Using the listing below, return every line that includes "dark".

Dataset records =
=== Begin Enclosure ===

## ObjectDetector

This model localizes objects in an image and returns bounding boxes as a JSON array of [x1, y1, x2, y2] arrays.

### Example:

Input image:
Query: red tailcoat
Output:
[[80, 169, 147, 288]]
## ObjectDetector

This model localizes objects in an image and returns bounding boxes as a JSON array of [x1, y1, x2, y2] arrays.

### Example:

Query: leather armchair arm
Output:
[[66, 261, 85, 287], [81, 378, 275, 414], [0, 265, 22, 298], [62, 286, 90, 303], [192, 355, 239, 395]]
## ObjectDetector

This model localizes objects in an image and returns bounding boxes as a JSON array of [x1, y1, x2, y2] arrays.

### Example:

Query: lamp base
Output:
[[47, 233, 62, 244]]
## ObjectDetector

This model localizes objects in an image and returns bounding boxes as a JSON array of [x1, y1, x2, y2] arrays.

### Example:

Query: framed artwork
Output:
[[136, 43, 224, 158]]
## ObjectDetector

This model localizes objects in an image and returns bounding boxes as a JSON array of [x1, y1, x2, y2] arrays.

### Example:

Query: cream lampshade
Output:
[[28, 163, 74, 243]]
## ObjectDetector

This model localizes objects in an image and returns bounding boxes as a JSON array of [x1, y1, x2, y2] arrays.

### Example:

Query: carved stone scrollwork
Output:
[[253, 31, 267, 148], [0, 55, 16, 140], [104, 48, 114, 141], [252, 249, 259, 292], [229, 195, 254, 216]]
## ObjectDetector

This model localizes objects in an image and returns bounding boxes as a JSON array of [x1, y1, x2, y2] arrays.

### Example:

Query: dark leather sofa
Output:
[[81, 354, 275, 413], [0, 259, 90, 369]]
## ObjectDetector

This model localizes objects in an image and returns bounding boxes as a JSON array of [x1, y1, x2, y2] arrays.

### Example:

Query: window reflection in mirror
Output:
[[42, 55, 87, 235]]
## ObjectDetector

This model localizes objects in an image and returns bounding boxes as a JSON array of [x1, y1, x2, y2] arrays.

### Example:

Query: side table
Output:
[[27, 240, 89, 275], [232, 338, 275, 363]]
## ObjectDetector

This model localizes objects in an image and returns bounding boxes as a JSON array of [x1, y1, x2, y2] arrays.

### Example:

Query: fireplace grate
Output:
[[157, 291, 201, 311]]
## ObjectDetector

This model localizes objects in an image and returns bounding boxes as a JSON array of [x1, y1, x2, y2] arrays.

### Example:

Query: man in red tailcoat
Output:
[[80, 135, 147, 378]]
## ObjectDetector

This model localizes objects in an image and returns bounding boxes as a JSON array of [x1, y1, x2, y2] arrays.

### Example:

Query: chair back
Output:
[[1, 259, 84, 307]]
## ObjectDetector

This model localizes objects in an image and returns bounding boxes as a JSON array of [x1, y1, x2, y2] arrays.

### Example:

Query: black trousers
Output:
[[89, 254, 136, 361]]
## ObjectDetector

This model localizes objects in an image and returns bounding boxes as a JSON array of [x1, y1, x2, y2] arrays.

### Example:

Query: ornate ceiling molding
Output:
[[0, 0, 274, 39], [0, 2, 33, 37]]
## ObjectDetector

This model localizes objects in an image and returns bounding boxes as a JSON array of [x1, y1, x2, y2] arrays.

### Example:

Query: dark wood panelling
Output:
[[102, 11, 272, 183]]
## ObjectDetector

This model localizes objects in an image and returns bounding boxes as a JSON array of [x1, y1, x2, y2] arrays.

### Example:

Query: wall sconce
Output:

=== End Enclosure ===

Expected output =
Query: dark leather sofa
Query: dark wood panelling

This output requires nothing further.